**EXERCISE**
Convert each line of the material below into a JSON list of strings, one string per line, with blank lines skipped and the pictures left out.

**SOURCE DATA**
● ● ● ●
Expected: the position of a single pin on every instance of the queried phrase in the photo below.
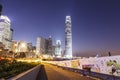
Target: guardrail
(28, 75)
(92, 74)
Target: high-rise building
(68, 38)
(6, 32)
(40, 46)
(44, 46)
(58, 50)
(0, 9)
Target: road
(51, 72)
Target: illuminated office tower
(58, 48)
(68, 38)
(6, 32)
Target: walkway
(51, 72)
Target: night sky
(95, 23)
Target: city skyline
(95, 24)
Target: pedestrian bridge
(47, 71)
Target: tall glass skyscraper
(68, 38)
(6, 32)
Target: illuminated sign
(1, 29)
(2, 20)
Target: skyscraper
(6, 32)
(68, 38)
(58, 48)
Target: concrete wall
(28, 75)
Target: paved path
(55, 73)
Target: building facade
(44, 46)
(40, 46)
(58, 49)
(68, 37)
(6, 32)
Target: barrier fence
(104, 68)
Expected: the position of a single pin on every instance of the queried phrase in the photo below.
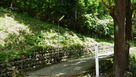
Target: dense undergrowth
(20, 33)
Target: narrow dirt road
(73, 67)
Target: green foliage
(80, 15)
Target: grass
(19, 33)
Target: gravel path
(72, 67)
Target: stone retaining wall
(41, 57)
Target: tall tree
(122, 15)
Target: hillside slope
(20, 33)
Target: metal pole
(59, 35)
(58, 39)
(96, 60)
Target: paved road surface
(73, 67)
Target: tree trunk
(119, 14)
(128, 29)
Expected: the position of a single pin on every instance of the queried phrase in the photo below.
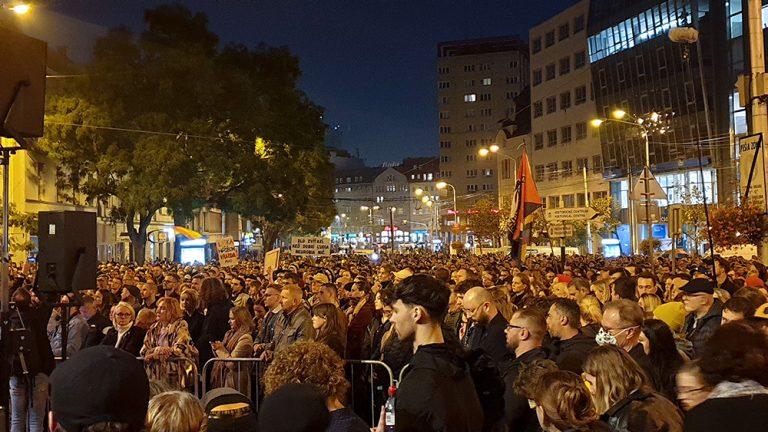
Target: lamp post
(370, 218)
(647, 125)
(443, 185)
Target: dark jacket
(132, 340)
(38, 355)
(356, 330)
(638, 355)
(215, 326)
(96, 326)
(437, 393)
(491, 339)
(644, 411)
(570, 354)
(733, 414)
(699, 331)
(194, 324)
(518, 414)
(373, 336)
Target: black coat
(96, 326)
(38, 355)
(195, 324)
(492, 340)
(132, 341)
(644, 411)
(215, 326)
(571, 353)
(704, 327)
(518, 414)
(737, 414)
(437, 393)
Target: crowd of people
(478, 343)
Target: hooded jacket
(570, 354)
(437, 393)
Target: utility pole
(586, 201)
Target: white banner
(751, 147)
(228, 256)
(310, 246)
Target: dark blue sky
(370, 63)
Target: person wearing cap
(705, 313)
(99, 388)
(228, 410)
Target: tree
(737, 225)
(212, 108)
(484, 220)
(693, 216)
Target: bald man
(488, 334)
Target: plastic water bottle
(389, 411)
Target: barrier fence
(369, 379)
(367, 390)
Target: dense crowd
(479, 343)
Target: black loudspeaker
(22, 84)
(67, 256)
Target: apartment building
(562, 105)
(477, 80)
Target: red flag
(526, 195)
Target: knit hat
(228, 411)
(99, 384)
(699, 285)
(762, 311)
(294, 408)
(754, 282)
(672, 313)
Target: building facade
(562, 105)
(638, 69)
(477, 80)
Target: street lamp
(19, 8)
(648, 125)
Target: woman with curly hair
(623, 394)
(166, 343)
(316, 364)
(563, 404)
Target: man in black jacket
(437, 392)
(569, 347)
(488, 334)
(622, 324)
(525, 333)
(705, 313)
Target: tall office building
(562, 105)
(638, 69)
(477, 81)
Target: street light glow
(20, 9)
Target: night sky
(370, 63)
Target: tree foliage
(214, 108)
(484, 220)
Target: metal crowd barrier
(189, 380)
(245, 375)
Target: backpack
(489, 386)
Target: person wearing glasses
(124, 334)
(524, 336)
(622, 325)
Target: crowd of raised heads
(475, 343)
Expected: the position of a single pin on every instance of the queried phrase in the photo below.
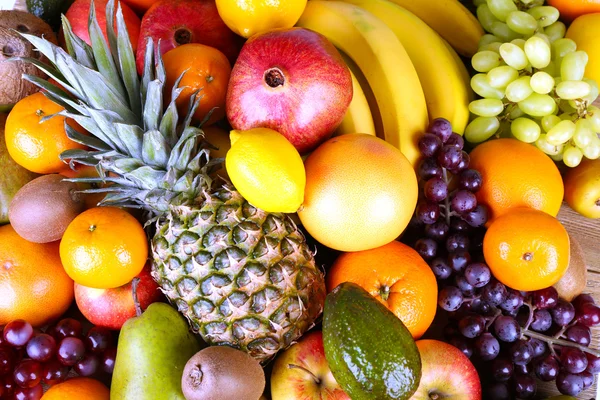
● ● ● ●
**RESULT**
[
  "Expected: the position of a single pin on every instance of the queried phrase in the photo below.",
  "Target: guardrail",
  "(28, 75)",
  "(92, 74)",
  "Target: high-rise building",
  "(68, 38)",
  "(6, 32)",
  "(40, 46)",
  "(44, 46)",
  "(58, 50)",
  "(0, 9)",
  "Target: road",
  "(51, 72)",
  "Target: illuminated office tower",
  "(58, 48)",
  "(68, 38)",
  "(6, 32)",
  "Target: walkway",
  "(51, 72)",
  "Target: night sky",
  "(95, 23)",
  "Target: city skyline",
  "(95, 24)",
  "Target: pedestrian bridge",
  "(47, 71)",
  "Target: tall glass skyscraper",
  "(68, 38)",
  "(6, 32)",
  "Target: illuminated sign",
  "(1, 29)",
  "(2, 20)",
  "Target: skyscraper",
  "(6, 32)",
  "(68, 38)",
  "(58, 48)",
  "Target: concrete wall",
  "(28, 75)",
  "Target: paved path",
  "(55, 73)",
  "Target: building facade",
  "(44, 46)",
  "(40, 46)",
  "(58, 49)",
  "(68, 37)",
  "(6, 32)",
  "Target: barrier fence",
  "(104, 68)",
  "Expected: the position of a single pin on every instance of the queried phrase in the photo below.",
  "Target: dense undergrowth",
  "(20, 33)",
  "Target: narrow dirt road",
  "(73, 67)",
  "Target: green foliage",
  "(80, 15)",
  "Target: grass",
  "(19, 33)",
  "Target: gravel path",
  "(72, 67)",
  "Target: stone retaining wall",
  "(41, 57)",
  "Target: tall tree",
  "(122, 15)",
  "Target: hillside slope",
  "(20, 33)",
  "Target: metal pole",
  "(59, 35)",
  "(58, 39)",
  "(96, 60)",
  "Target: paved road surface",
  "(73, 67)",
  "Target: tree trunk",
  "(119, 14)",
  "(128, 29)",
  "Expected: the position of a single pin on every instance of the queried phrase in the photo below.",
  "Target: lamp post",
  "(370, 218)",
  "(647, 125)",
  "(443, 185)",
  "Target: dark jacket",
  "(132, 340)",
  "(38, 355)",
  "(356, 330)",
  "(638, 355)",
  "(215, 326)",
  "(96, 326)",
  "(437, 393)",
  "(491, 339)",
  "(644, 411)",
  "(570, 354)",
  "(733, 414)",
  "(699, 331)",
  "(194, 324)",
  "(518, 414)",
  "(373, 336)",
  "Target: black coat",
  "(96, 326)",
  "(38, 355)",
  "(195, 324)",
  "(492, 340)",
  "(132, 341)",
  "(644, 411)",
  "(215, 326)",
  "(571, 353)",
  "(704, 327)",
  "(518, 414)",
  "(737, 414)",
  "(437, 393)",
  "Target: crowd of people",
  "(478, 343)",
  "Target: hooded jacket",
  "(570, 354)",
  "(437, 393)",
  "Target: utility pole",
  "(586, 201)",
  "Target: white banner",
  "(751, 147)",
  "(228, 256)",
  "(310, 246)",
  "Target: dark blue sky",
  "(370, 63)",
  "Target: person wearing cap",
  "(705, 313)",
  "(99, 388)",
  "(228, 410)",
  "Target: tree",
  "(737, 225)",
  "(212, 108)",
  "(484, 220)",
  "(693, 216)",
  "Target: bald man",
  "(488, 334)",
  "Target: plastic water bottle",
  "(389, 411)",
  "Target: barrier fence",
  "(369, 379)",
  "(367, 390)",
  "Target: dense crowd",
  "(479, 343)",
  "Target: black loudspeaker",
  "(22, 84)",
  "(67, 256)",
  "Target: apartment building",
  "(562, 105)",
  "(477, 80)",
  "Target: red flag",
  "(526, 195)",
  "Target: knit hat",
  "(228, 411)",
  "(99, 384)",
  "(699, 285)",
  "(762, 311)",
  "(294, 408)",
  "(754, 282)",
  "(672, 313)",
  "Target: building facade",
  "(562, 105)",
  "(638, 69)",
  "(477, 80)",
  "Target: street lamp",
  "(19, 8)",
  "(648, 125)",
  "Target: woman with curly hair",
  "(623, 394)",
  "(166, 343)",
  "(316, 364)",
  "(563, 404)",
  "Target: man in black jacket",
  "(437, 392)",
  "(569, 347)",
  "(488, 334)",
  "(622, 324)",
  "(525, 333)",
  "(705, 313)",
  "Target: tall office building",
  "(562, 105)",
  "(638, 69)",
  "(477, 81)",
  "Target: street light glow",
  "(20, 9)",
  "Target: night sky",
  "(370, 63)",
  "Target: tree foliage",
  "(214, 108)",
  "(484, 220)",
  "Target: metal crowd barrier",
  "(189, 380)",
  "(245, 375)",
  "Target: backpack",
  "(489, 386)",
  "Target: person wearing glasses",
  "(124, 334)",
  "(524, 336)",
  "(622, 325)",
  "Target: crowd of raised heads",
  "(475, 343)",
  "Expected: the position of a single pin on every instance of the queried phrase in the photo below."
]